→ Exercise requirements
Copy the text lines of the rows below word for word, keeping the pictures out of your answer.

→ Given entries
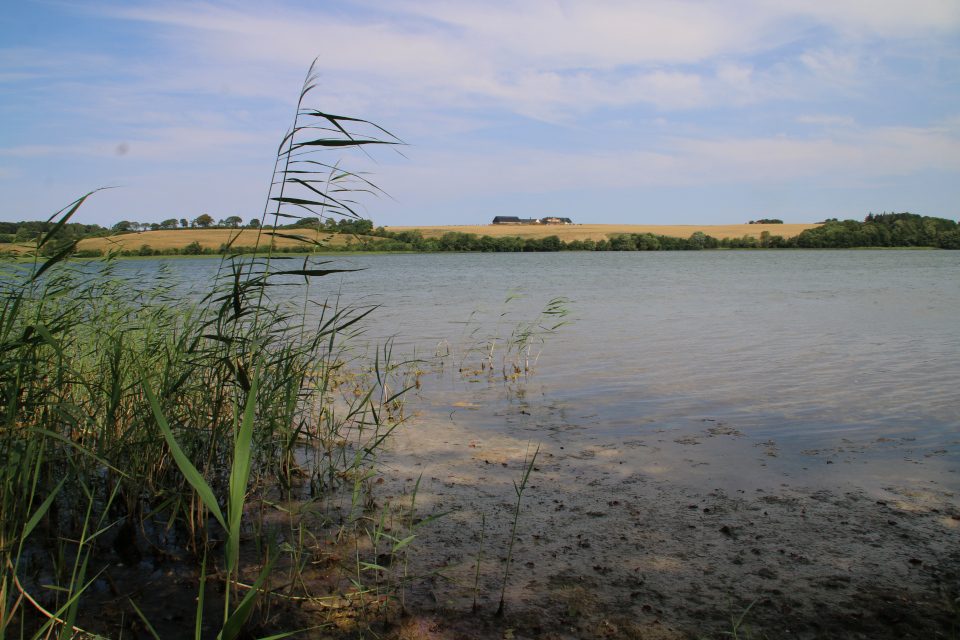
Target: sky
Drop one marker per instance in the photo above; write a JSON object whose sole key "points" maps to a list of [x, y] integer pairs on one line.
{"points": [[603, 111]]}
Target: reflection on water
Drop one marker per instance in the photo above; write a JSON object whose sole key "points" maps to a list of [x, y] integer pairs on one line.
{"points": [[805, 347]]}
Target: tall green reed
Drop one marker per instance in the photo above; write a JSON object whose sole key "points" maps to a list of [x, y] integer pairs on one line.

→ Result of the exercise
Target: sky
Drop one marker per instance in the photo above; write a JSON object whose sole key "points" maps to a list of [x, y] integer pairs on one line.
{"points": [[603, 111]]}
Target: reflection on water
Drop one marker per instance in the photo above; write a JSON object whose sole key "points" maps to a list of [x, y] integer pairs on one line.
{"points": [[805, 347]]}
Target: tall green reed
Drop one marker per instance in the photo above; write a JSON object whose sole key "points" maps to a list of [x, y] integer pairs on one line.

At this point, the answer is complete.